What needs to be done: Using the listing below, set down each line from the line containing "[point] every instance of the car" through the line containing "[point] every instance of the white", both ends included, exactly and with nothing added.

Data records:
--*--

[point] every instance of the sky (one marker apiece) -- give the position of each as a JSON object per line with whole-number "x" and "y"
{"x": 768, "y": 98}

--*--

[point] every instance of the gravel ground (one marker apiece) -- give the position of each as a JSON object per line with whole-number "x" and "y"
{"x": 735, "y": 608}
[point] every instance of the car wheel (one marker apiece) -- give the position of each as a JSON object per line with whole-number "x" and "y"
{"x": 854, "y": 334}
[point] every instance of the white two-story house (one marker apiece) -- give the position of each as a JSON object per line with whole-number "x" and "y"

--*--

Exercise result:
[point] every instance of the car wheel (one marker apiece) -- give the position of each as a JSON object per line with whole-number "x" and "y"
{"x": 854, "y": 334}
[point] every instance of the white two-story house (one marker apiece) -- give the position of each as a JSON object per line with whole-number "x" and "y"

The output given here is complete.